Saved data entries
-- Opening Marker --
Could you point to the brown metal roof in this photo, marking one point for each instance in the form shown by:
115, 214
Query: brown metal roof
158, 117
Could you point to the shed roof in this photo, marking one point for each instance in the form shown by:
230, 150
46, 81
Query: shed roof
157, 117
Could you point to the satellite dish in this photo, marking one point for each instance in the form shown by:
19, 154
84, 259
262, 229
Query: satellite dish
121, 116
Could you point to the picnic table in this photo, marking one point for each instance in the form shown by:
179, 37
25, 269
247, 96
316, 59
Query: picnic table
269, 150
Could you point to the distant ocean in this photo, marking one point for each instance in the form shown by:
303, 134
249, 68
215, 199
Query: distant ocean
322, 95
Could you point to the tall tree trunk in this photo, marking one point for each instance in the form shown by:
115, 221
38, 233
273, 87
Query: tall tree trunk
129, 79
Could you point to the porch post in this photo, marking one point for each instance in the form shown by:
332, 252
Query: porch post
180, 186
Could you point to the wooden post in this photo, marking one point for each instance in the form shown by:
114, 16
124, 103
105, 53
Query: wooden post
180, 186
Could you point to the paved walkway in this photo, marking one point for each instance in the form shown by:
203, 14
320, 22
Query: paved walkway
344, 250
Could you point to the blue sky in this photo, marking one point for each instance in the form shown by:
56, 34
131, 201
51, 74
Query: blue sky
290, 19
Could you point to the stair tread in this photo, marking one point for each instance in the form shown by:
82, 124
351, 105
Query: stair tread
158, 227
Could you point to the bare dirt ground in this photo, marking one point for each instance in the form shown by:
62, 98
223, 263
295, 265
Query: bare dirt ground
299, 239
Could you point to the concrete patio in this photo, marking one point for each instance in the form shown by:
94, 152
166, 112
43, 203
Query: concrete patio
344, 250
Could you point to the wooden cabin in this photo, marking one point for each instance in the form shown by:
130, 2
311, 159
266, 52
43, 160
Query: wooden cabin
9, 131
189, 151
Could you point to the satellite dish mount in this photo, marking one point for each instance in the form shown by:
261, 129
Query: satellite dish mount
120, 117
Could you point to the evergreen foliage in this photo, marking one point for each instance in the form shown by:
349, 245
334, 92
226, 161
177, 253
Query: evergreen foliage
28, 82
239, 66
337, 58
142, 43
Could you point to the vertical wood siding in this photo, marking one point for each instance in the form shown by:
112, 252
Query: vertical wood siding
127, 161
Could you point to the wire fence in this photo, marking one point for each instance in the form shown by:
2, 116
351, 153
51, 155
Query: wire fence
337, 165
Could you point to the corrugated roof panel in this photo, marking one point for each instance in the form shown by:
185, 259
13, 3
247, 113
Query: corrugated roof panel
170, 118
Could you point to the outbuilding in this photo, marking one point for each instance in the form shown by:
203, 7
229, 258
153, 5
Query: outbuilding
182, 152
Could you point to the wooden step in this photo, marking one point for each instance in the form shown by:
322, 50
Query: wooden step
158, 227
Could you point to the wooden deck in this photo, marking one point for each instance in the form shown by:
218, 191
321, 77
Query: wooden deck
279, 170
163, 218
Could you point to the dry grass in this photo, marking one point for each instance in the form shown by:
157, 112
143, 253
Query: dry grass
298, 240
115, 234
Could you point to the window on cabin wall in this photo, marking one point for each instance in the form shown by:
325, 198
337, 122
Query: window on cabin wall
-- Closing Marker --
§ **GOAL OF THE EXERCISE**
Give every entry again, character for character.

§ **PROBLEM SOLUTION**
Could you point to the brown metal roof in this photo, marking one point for each instance in the form shown by:
115, 214
Query: brown metal roof
158, 117
Could you point to the shed roof in this photo, marking one point for each instance in the form shown by:
230, 150
46, 81
Query: shed roof
157, 117
Could you point to the satellite dish in this photo, marking one point for each instance in the form shown by:
19, 154
84, 259
262, 229
Query: satellite dish
121, 116
Could you point to the picnic table in this photo, marking one point for each instance in the form shown by:
179, 37
25, 269
247, 96
316, 59
Query: picnic table
269, 150
Could you point to the distant ocean in this photo, marking one point for each instance in the form shown by:
303, 134
249, 68
215, 199
Query: distant ocean
322, 95
Could you point to the tall tree trunk in this photo, marking one point for each instance in the form shown by:
115, 221
38, 233
273, 87
Query: tall tree trunk
129, 79
Could you point to the porch post in this photo, marking one point for each instance in the form shown by:
332, 252
Query: porch post
180, 186
Could you point to the wooden post in this photo, marking one point for each instance in the form shown by:
114, 16
124, 103
105, 53
Query: wooden post
180, 186
Could you point to the paved walkway in this photo, marking one point for each instance in the form shown by:
203, 14
320, 22
Query: paved walkway
344, 250
Could you point to the blue sky in this photo, marking one point for each instance in the form shown by:
56, 34
131, 201
51, 74
Query: blue sky
290, 19
Could you point to the stair tread in this photo, marking one point for each instance in the form shown by:
82, 124
351, 105
Query: stair tread
158, 227
Could you point to the bare dirt ground in this photo, marking one point for each instance in the form shown by:
62, 98
223, 263
295, 265
Query: bare dirt ground
299, 239
Could you point to the concrete patio in this photo, marking one point for each instance in the form shown by:
94, 152
166, 112
43, 203
Query: concrete patio
344, 250
Could you point to the wooden cabin in this photo, marking one point for each instance in the form shown by:
130, 2
311, 159
266, 52
43, 160
Query: wooden cabin
9, 131
189, 151
Could you point to the satellite dish mount in this photo, marking one point for each instance in the form shown by:
261, 129
Query: satellite dish mount
120, 117
Could you point to the evergreen foliage in this photo, marking one point for each instance in the form shown by:
349, 245
334, 92
226, 161
177, 253
Query: evergreen foliage
28, 82
239, 66
337, 58
142, 43
Could you point to the vertical wood siding in this photo, marking one point for each instance in the form shown by:
112, 252
Query: vertical wood siding
127, 161
Could you point to the wire fence in this photo, marking one point for each instance in the form shown by:
2, 116
351, 153
51, 155
Query: wire fence
337, 165
Could you point to the corrugated roof panel in this photo, marking one point for each instance in the form shown by:
185, 259
13, 3
247, 113
Query: corrugated roof panel
170, 118
Could you point to the outbuilding in this photo, marking one point for each instance in the form shown by:
203, 7
229, 258
153, 5
Query: outbuilding
182, 152
Could you point to the wooden step in this photo, marking one point for each instance in the form shown by:
322, 50
Query: wooden step
158, 227
Could you point to the wooden deck in this photo, marking one point for each instance in the form shown by:
218, 191
321, 77
Query: wooden deck
279, 170
163, 218
Could you point to the dry grass in this photo, marking one point for each instance in the form shown by:
157, 112
143, 253
Query: dry grass
298, 240
115, 234
Could you point to the window on cabin wall in this photo, marking one point for each instance in the form shown by:
325, 198
337, 122
Query: window on cabin wall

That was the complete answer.